#### [SOURCE DOCUMENT]
Rethinking how data is used is essential for health systems as they face workforce shortages and an aging population.
By Nathan Eddy
Dan Liljenquist, chief strategy officer at Intermountain Health

Dan Liljenquist, chief strategy officer at Intermountain Health

Photo courtesy of Nathan Eddy

LAS VEGAS – Healthcare systems facing mounting workforce shortages and rising demand must rethink how they use data, Dan Liljenquist, chief strategy officer at Intermountain Health, said during his keynote on AI and interoperability at the 2026 HIMSS Global Health Conference & Exposition here today.

Liljenquist argued that many organizations still treat both capabilities as technical requirements rather than strategic tools that could reshape care delivery.

The urgency stems from demographic and workforce pressures already straining the U.S. healthcare system. As the population ages and clinicians leave the workforce, existing operational models are becoming harder to sustain.

"The biggest challenge is the health system we have today is not equipped to survive," Liljenquist said, noting that traditional workflows and technologies were designed for a very different era of care delivery.

For Intermountain Health – a nonprofit system that operates 34 hospitals across six states with nearly 70,000 employees – the response has been to elevate interoperability and AI to the center of its long-term strategy.

Liljenquist said two forces are creating an opportunity for change: growing regulatory momentum around health data exchange and rapid advances in artificial intelligence.

"We have a regulatory body right now – CMS – that is finally awake to this issue and trying to move us into a new future built around data interoperability," he said. "The other tailwind is technology advancement using primarily artificial intelligence."

But achieving meaningful interoperability requires more than simply enabling data exchange through APIs or standards such as FHIR.

Liljenquist emphasized the need for what he described as "computable data" – information that is standardized, structured and usable across systems without extensive manual cleanup.

"You can have a FHIR standard, and you can have data transfers," he said. "But when that data comes through, you still have to manually clean that data up."

Intermountain Health is attempting to address that problem by building a unified data layer in the cloud that extracts data from electronic health record systems and standardizes it using common semantic models.

#### [PROMPT 1]
List every figure the article about Intermountain Health's data strategy gives to describe the size of Intermountain Health.
#### [PROMPT 2]
Repeat the wording of the article about Intermountain Health's data strategy from "But achieving meaningful" to "common semantic models.".
The lines that come next have no role in this work.

#### [SUPPLIED RECORDS]
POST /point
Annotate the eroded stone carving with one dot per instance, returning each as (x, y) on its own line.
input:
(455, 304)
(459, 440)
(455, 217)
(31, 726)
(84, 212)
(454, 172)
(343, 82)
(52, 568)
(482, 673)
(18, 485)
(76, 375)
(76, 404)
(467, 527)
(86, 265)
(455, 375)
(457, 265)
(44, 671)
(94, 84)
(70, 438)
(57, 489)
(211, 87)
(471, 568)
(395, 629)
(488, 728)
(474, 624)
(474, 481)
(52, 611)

#### [EXERCISE ANSWER 1]
34 hospitals
six states
nearly 70,000 employees

#### [EXERCISE ANSWER 2]
But achieving meaningful interoperability requires more than simply enabling data exchange through APIs or standards such as FHIR.

Liljenquist emphasized the need for what he described as "computable data" – information that is standardized, structured and usable across systems without extensive manual cleanup.

"You can have a FHIR standard, and you can have data transfers," he said. "But when that data comes through, you still have to manually clean that data up."

Intermountain Health is attempting to address that problem by building a unified data layer in the cloud that extracts data from electronic health record systems and standardizes it using common semantic models.